Problem to solve — Please convert the lines of the records below, from the line containing "Would you be able to indicate the white" through the end of the records, into a JSON list of strings with one string per line and blank lines omitted.

Data extract —
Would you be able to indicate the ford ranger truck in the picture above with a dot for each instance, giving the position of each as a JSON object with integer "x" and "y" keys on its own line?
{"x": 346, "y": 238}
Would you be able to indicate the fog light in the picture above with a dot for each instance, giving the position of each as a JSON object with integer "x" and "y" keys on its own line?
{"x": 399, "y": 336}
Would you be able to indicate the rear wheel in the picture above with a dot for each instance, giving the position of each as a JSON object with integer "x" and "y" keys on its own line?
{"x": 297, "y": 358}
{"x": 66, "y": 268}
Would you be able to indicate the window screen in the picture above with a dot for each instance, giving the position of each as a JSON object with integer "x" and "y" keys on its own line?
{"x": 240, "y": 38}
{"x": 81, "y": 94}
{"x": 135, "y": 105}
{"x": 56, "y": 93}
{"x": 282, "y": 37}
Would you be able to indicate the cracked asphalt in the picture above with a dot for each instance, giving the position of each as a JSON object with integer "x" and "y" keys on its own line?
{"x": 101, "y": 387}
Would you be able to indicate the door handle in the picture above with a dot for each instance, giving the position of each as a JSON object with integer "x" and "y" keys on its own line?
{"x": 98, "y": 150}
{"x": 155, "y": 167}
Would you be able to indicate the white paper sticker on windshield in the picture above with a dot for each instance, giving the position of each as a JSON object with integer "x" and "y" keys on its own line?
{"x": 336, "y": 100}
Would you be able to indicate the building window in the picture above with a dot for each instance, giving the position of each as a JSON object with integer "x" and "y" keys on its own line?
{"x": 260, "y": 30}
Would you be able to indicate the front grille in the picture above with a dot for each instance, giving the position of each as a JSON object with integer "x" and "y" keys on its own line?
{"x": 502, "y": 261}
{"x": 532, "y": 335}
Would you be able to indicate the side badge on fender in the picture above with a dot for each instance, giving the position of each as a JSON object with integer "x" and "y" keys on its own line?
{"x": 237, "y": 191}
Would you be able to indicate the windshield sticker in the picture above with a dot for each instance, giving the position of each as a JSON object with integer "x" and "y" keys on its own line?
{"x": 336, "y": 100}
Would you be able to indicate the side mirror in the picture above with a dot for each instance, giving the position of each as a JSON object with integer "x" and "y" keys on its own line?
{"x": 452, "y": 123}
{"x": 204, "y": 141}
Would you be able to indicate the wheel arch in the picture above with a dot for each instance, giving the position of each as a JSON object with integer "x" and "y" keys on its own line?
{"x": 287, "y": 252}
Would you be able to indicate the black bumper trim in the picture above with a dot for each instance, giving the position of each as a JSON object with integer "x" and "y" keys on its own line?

Full response —
[
  "Would you be able to indicate the white paper sticker on windshield in the picture above with a dot for each instance, giving the position of each as a JSON object with integer \"x\" and \"y\" keys on its own line?",
  "{\"x\": 336, \"y\": 100}",
  "Would you be able to indicate the building window in the picture above with a dot for each instance, giving the position of each as a JSON object with integer \"x\" and \"y\" keys on its own line?",
  "{\"x\": 260, \"y\": 30}",
  "Would you be able to indicate the front grille in the picture above with a dot for each instance, giving the position of each as a JSON object with integer \"x\" and \"y\" keys on its own line?",
  "{\"x\": 502, \"y\": 261}",
  "{\"x\": 532, \"y\": 335}",
  "Would you be able to indicate the side badge on fender in the picture above with a dot for each instance, giving the position of each as a JSON object with integer \"x\" and \"y\" keys on its own line?",
  "{\"x\": 237, \"y\": 191}",
  "Would you be able to indicate the windshield sticker in the picture above with a dot for each instance, giving the position of each as a JSON object with integer \"x\" and \"y\" keys on its own line?",
  "{\"x\": 336, \"y\": 100}",
  "Would you be able to indicate the side mirror in the picture above with a dot for each instance, giving the position of each as a JSON object with integer \"x\" and \"y\" keys on its own line?",
  "{\"x\": 452, \"y\": 123}",
  "{\"x\": 204, \"y\": 141}",
  "Would you be able to indicate the wheel arch in the picture above with a dot for each instance, giving the position of each as a JSON object with integer \"x\" and \"y\" keys on its own line?",
  "{\"x\": 287, \"y\": 252}",
  "Would you be able to indicate the black bumper trim in the picture above with a dot for each instance, giving the position of each as a JSON object with integer \"x\" and \"y\" keys on its own line?"
]